→ Goal:
Below are some records; reproduce every one of them exactly.

◆ ◆ ◆ ◆

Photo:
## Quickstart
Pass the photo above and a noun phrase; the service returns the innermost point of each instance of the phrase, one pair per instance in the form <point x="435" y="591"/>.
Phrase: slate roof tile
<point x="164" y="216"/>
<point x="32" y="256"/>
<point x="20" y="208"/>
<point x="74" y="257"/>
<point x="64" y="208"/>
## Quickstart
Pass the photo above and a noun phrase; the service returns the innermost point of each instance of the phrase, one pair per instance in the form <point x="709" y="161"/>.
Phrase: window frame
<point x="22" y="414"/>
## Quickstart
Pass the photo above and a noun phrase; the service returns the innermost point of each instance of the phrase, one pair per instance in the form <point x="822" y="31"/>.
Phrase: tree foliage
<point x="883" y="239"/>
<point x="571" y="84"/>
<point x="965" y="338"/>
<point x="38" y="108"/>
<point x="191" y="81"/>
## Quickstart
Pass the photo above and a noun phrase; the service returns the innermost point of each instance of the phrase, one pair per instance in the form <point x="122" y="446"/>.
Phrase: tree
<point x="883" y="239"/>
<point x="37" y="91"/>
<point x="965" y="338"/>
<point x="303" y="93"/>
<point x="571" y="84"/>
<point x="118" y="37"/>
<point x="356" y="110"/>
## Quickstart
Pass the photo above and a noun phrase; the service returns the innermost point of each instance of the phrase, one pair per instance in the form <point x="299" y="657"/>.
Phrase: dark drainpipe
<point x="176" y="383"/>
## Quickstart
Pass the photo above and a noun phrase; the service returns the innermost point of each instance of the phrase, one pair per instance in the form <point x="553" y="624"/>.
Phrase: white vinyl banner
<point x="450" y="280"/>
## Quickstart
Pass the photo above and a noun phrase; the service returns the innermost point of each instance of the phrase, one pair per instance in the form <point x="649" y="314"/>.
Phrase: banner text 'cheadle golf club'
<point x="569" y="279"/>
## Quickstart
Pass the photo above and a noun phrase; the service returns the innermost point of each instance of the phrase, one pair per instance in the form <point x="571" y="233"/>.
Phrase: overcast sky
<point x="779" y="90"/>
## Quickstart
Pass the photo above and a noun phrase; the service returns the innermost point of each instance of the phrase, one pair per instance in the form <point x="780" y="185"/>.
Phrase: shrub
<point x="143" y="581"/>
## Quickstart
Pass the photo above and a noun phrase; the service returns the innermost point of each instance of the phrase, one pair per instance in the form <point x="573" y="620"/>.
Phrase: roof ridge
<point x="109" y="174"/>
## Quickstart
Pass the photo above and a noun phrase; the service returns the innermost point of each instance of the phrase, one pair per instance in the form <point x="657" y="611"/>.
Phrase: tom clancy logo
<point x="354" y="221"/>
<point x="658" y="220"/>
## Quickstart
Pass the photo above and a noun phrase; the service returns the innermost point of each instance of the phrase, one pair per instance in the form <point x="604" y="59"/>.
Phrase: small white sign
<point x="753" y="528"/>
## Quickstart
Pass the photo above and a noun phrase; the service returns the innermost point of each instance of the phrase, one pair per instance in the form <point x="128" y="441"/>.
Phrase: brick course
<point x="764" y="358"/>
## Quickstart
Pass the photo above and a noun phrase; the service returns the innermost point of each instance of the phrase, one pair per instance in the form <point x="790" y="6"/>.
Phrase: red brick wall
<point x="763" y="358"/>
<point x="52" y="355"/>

◆ ◆ ◆ ◆

→ Output of the task:
Photo:
## Quickstart
Pass the photo above and a noun phrase; the service returns the innermost point of each instance of the phrase, one pair per instance in the form <point x="435" y="591"/>.
Phrase: slate roof tile
<point x="164" y="216"/>
<point x="32" y="256"/>
<point x="20" y="208"/>
<point x="74" y="257"/>
<point x="64" y="208"/>
## Quickstart
Pass the photo above and a noun phrase; the service returns the innermost point of each instance of the phrase, one pair per instance in the form <point x="709" y="161"/>.
Phrase: window frame
<point x="22" y="414"/>
## Quickstart
Pass the photo above and a noun phrase; the service returns the innermost point of each instance of the phrase, one pair per instance in the form <point x="822" y="31"/>.
Phrase: tree foliage
<point x="883" y="239"/>
<point x="571" y="84"/>
<point x="965" y="338"/>
<point x="38" y="108"/>
<point x="191" y="81"/>
## Quickstart
Pass the photo above and a noun phrase; the service returns the innermost point of each instance of the phrase, one pair per instance in the form <point x="122" y="446"/>.
Phrase: tree
<point x="883" y="239"/>
<point x="37" y="91"/>
<point x="965" y="338"/>
<point x="303" y="93"/>
<point x="571" y="84"/>
<point x="118" y="37"/>
<point x="356" y="110"/>
## Quickstart
Pass the photo above and a noun phrase; the service returns the innermost point of each instance of the phrase, one pair per instance in the form <point x="299" y="657"/>.
Phrase: dark drainpipe
<point x="176" y="383"/>
## Quickstart
Pass the photo above and a noun phrase; the service returns the innermost point of each instance of the phrase, one pair per instance in the form <point x="553" y="624"/>.
Phrase: white vinyl banner
<point x="450" y="280"/>
## Quickstart
Pass the photo above and a noun phrase; the service returns the innermost point of each instance of the phrase, one pair per instance in the form <point x="649" y="314"/>.
Phrase: banner text 'cheadle golf club'
<point x="569" y="279"/>
## Quickstart
Pass the photo above and a noun phrase; the service returns the innermost point of each instance of the phrase, one pair per instance in the form <point x="571" y="233"/>.
Phrase: overcast sky
<point x="779" y="90"/>
## Quickstart
Pass the photo above and a noun phrase; the service returns the innermost point of each instance of the phrase, one pair per instance in the form <point x="780" y="185"/>.
Phrase: shrub
<point x="143" y="581"/>
## Quickstart
Pass the photo above and a noun phrase; the service returns the innermost point of each instance of the phrase, one pair per instance in the form <point x="573" y="620"/>.
Phrase: roof ridge
<point x="109" y="174"/>
## Quickstart
Pass the photo above and a noun phrase; the service returns the innermost point of each instance of the phrase, one pair per instance in the form <point x="657" y="611"/>.
Phrase: tom clancy logo
<point x="354" y="221"/>
<point x="658" y="220"/>
## Quickstart
Pass the photo above and a noun phrase; the service returns the innermost point of each instance of the phrase, one pair per instance in the form <point x="604" y="59"/>.
Phrase: small white sign
<point x="753" y="528"/>
## Quickstart
Pass the photo above and a noun phrase; the service returns the innermost point of each instance of the phrase, one pair per instance in the form <point x="128" y="441"/>.
Phrase: brick course
<point x="764" y="358"/>
## Quickstart
Pass the photo above and a noun phrase; the service returns the innermost point of each instance of the phrase, one pair per instance in the form <point x="790" y="6"/>.
Phrase: red brick wall
<point x="763" y="358"/>
<point x="52" y="355"/>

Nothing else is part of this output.